***** Artigo *****
Mesmo quem se demite tem direito a compensação por férias não gozadas, reforça Tribunal da UE
O Tribunal da UE esclarece que os trabalhadores devem ser compensados pelas férias não gozadas, mesmo que saiam voluntariamente. Nem contenção da despesa pública trava esse direito.
O caso deu-se em Itália, mas resultou num acórdão que pode ter efeitos no mercado de trabalho português. Um funcionário público italiano demitiu-se e pediu uma retribuição pelos dias de férias que não tinha gozado, o que lhe foi negado. A disputa chegou ao Tribunal de Justiça da União Europeia, que este mês deixou claro que mesmo os trabalhadores que saem voluntariamente das empresas têm, regra geral, direito a serem compensados pelas férias não gozadas. Segundo os advogados ouvidos pelo ECO, em Portugal, tal decisão vem reforçar um direito dos trabalhadores que está previsto na Constituição.
“Um funcionário público exerceu até outubro de 2016 funções de gestor executivo no município de Copertino, em Itália. Demitiu-se para aceder à reforma antecipada e pediu o pagamento de uma retribuição financeira pelos 79 dias de férias anuais remuneradas não gozadas durante a sua relação de trabalho”, relata o Tribunal de Justiça, numa nota publicada este mês.
Ora, esse município recusou pagar uma compensação pelas férias não gozadas, invocando uma norma da legislação italiana “segundo a qual os trabalhadores do setor público não têm em caso nenhum direito a uma retribuição financeira em substituição dos dias de férias anuais remunerados não gozados no termo da relação do trabalho”.
O caso não morreu, contudo, por aí. Seguiu para um juiz italiano, que admitiu ter dúvidas sobre a compatibilidade da lei italiano com o direito da União Europeia.
Já este mês, Tribunal de Justiça veio confirmar que “o direito da União se opõe a uma legislação nacional que proíbe o pagamento ao trabalhador de uma retribuição financeira a título dos dias de férias anuais remuneradas não gozados quando o referido trabalhador ponha voluntariamente termo à sua relação de trabalho”.
E nem mesmo a contenção de despesa pública pode ser usada como argumento para o não pagamento da compensação em causa, determina o acórdão. “O direito dos trabalhadores a férias anuais remuneradas, incluindo a sua eventual substituição por uma retribuição financeira, não pode estar subordinado a considerações puramente económicas“, alerta o Tribunal de Justiça da UE.
A única situação em que há margem para falhar o pagamento é, admite o TJUE, quando o trabalhador tenha deliberadamente não gozados os dias de férias, embora a entidade patronal o tenha incentivado nesse sentido e informado do risco de as perder, num determinado prazo.
Este acórdão refere-se a uma situação italiana, mas Madalena Caldeira, do escritório de advogados Gómez-Acebo & Pombo, defende que vem reforçar “a obrigação de os empregadores nacionais observarem os direitos em causa“.
*****
# Tarefas do exercício
• A. Transcreva palavra por palavra o trecho do artigo sobre férias não gozadas desde "O caso não morreu, contudo, por" até "da União Europeia.", inclusive.
• B. No artigo sobre férias não gozadas, por quantos dias de férias pediu compensação o funcionário público de Copertino?
***** Informação apresentada *****
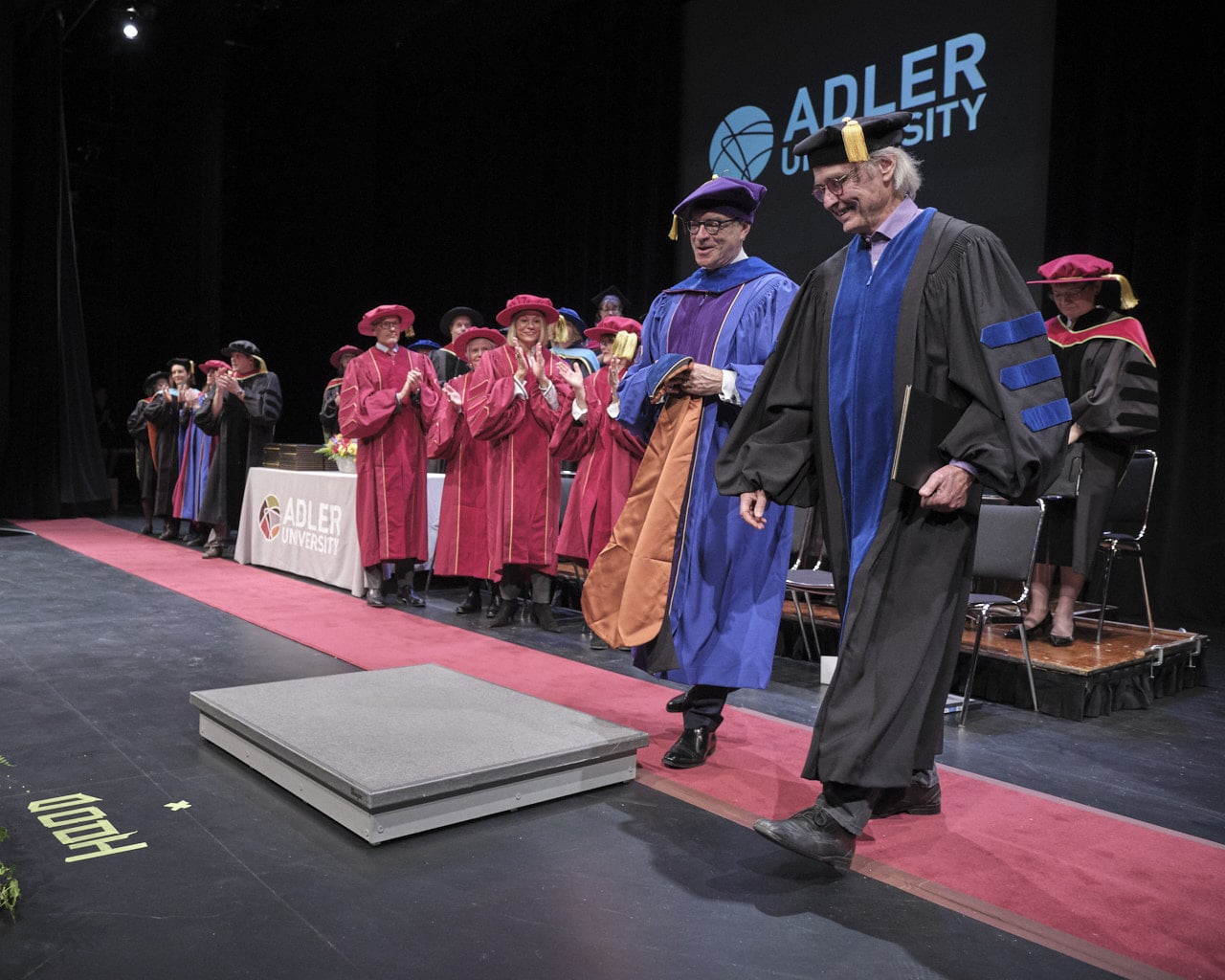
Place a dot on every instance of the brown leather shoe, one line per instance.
(813, 834)
(923, 801)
*****
# Soluções por ordem
• A.
O caso não morreu, contudo, por aí. Seguiu para um juiz italiano, que admitiu ter dúvidas sobre a compatibilidade da lei italiano com o direito da União Europeia.

• B. 79 dias de férias anuais remuneradas não gozadas.